* Begin GIVEN PASSAGE *

For this to be useful, we need to have very clear documentation of what is in each default input set. --james 13:55, 12 December 2007 (GMT)

  • Modularize the input. By this I think it would be useful to be able to add options to the input without having to add things to include files.

--alex 16:36, 11 December 2007 (GMT)

So all the input options are stored in modules instead, right? This would be good. We can also get rid of the IMPLICIT REAL statement (ugh!). --james 13:55, 12 December 2007 (GMT)

  • Modularize the system-specific data. I think it would be useful to have some sort of global 'system' object which contains details specifying the system (e.g. for Hubbard the size, t and U values etc. Other data for CPMD. For read-in integrals, this could just be symmetry info.) --alex 16:36, 11 December 2007 (GMT)

Would it be useful to have separate modules for each system type, or just one covering everything in the System section? --james 13:55, 12 December 2007 (GMT)

  • Modularize the basis. Again this will include lists of basis functions, energies and symmetries. Probably also the interfaces to access the 1- and 2-electron integrals. --alex 16:36, 11 December 2007 (GMT)

* End GIVEN PASSAGE *

• _WRITTEN REQUEST 1_: Gather every line in the entries below that contains the word "brick". Case counts.

* Begin GIVEN DATA *

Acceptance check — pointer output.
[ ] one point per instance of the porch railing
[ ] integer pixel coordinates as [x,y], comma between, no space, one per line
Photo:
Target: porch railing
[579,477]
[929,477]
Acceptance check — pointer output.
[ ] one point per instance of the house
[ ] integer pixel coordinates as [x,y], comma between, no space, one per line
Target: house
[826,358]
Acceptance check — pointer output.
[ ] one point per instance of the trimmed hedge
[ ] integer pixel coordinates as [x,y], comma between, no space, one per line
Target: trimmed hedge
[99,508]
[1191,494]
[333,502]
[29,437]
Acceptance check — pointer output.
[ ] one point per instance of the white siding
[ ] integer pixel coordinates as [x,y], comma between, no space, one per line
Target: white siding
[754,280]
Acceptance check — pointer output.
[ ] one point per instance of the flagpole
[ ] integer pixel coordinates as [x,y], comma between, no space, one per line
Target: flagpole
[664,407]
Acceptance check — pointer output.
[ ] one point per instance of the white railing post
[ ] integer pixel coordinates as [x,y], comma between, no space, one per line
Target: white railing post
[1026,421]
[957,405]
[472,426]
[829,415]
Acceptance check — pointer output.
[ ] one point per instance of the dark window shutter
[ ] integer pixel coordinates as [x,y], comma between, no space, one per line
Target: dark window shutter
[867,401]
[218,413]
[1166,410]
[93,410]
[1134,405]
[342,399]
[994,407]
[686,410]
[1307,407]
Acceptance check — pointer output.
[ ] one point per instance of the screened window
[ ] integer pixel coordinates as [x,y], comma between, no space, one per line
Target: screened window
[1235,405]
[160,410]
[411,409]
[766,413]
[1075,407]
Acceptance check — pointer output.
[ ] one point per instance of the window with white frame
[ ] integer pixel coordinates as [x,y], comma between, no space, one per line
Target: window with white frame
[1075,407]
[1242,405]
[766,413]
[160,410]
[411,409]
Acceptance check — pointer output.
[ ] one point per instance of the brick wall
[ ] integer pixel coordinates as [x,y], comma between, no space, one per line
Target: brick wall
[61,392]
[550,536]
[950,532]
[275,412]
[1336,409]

* End GIVEN DATA *

• _WRITTEN REQUEST 2_: Please list each thing that the discussion above proposes to modularize in its bulleted points.

• _TASK SOLUTION 1_:
[ ] one point per instance of the brick wall
Target: brick wall

• _TASK SOLUTION 2_:
- The input
- The system-specific data
- The basis